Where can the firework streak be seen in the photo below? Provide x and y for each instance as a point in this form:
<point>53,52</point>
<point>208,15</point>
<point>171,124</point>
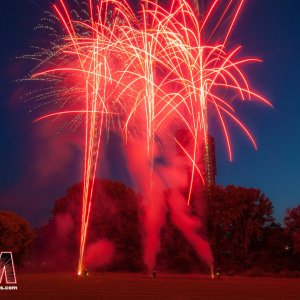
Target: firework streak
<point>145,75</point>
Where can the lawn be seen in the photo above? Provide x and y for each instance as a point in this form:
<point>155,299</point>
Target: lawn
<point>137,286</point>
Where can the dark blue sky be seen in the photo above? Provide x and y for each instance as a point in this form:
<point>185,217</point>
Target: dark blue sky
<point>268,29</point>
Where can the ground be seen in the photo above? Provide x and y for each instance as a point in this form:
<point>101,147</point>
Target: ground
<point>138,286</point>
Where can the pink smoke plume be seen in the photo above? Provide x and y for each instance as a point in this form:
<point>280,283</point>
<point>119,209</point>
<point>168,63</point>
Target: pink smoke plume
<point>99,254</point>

########################################

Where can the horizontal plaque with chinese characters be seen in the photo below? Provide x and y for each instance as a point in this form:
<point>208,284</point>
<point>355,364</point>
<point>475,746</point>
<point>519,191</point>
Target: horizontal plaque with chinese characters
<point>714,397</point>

########################################

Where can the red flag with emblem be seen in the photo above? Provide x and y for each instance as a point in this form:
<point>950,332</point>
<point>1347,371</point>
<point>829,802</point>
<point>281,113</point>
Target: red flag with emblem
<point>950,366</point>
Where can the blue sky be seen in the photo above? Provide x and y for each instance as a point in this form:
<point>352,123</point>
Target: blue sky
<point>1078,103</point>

########################################

Search the data for the string "below" and copy each line where it appears.

Where can the firework streak be seen in the photo below? Provide x and y for each instance as a point in this form:
Where can the horizontal plaque with chinese characters be seen in the photo below? Provide x and y for each instance as a point in this form:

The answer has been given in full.